>> begin Data rows
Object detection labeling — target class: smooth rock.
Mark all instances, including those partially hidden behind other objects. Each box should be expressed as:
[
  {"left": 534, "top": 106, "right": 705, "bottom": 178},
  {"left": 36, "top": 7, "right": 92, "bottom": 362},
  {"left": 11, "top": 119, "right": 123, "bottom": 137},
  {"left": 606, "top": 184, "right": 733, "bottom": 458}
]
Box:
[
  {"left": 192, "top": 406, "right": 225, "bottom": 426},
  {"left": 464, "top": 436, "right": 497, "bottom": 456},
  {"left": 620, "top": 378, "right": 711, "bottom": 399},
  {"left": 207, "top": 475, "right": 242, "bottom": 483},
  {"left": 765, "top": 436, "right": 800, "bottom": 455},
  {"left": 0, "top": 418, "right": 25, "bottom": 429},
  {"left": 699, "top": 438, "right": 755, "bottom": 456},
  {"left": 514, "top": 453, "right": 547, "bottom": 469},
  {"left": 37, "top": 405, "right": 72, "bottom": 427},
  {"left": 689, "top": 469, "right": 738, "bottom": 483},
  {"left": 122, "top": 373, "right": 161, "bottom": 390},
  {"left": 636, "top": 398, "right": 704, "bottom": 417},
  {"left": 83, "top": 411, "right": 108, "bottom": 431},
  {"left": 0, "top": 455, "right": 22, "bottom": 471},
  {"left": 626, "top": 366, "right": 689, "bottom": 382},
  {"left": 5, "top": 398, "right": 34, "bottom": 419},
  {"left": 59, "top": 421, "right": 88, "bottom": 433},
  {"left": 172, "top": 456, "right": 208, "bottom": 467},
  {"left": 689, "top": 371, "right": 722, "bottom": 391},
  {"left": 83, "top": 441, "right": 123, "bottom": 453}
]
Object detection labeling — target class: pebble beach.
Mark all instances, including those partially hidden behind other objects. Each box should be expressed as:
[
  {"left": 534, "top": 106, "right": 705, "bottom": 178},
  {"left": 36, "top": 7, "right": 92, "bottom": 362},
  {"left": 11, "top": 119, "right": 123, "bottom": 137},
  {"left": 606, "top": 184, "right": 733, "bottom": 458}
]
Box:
>> end Data rows
## [Objective]
Which lines in the records above contain the word "labeling"? Copy out each of those lines in full.

## [Correct answer]
Object detection labeling — target class: smooth rock.
Object detection labeling — target class: pebble beach.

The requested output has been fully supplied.